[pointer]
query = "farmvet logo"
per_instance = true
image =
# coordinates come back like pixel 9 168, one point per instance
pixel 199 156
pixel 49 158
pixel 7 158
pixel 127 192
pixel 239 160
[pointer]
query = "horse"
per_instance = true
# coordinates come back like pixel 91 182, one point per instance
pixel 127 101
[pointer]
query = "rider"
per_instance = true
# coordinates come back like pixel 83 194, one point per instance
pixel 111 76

...

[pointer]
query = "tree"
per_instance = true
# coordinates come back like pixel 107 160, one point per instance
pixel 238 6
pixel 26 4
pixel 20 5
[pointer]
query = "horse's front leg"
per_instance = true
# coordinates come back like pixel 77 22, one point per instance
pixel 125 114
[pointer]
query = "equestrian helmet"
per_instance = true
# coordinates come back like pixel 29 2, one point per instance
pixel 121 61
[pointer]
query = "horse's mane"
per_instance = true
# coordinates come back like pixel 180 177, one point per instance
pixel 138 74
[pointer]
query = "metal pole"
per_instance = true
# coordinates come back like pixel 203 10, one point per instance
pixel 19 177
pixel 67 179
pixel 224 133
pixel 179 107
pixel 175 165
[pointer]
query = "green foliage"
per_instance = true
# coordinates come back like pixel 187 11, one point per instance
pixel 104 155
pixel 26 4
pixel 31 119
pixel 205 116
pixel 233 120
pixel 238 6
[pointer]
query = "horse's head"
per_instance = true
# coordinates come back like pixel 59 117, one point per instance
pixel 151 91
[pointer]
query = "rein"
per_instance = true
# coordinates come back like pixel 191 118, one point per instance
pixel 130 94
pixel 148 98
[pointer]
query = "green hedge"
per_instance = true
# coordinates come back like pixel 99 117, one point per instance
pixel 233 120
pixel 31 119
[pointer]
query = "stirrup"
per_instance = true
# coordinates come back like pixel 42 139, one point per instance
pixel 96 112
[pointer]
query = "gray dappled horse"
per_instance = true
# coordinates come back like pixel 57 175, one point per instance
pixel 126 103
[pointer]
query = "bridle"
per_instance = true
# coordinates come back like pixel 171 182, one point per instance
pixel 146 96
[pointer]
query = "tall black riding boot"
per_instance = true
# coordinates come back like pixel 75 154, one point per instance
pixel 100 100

Task prompt:
Write only the number of lines in the data where the word "green" occurs.

Exercise output:
2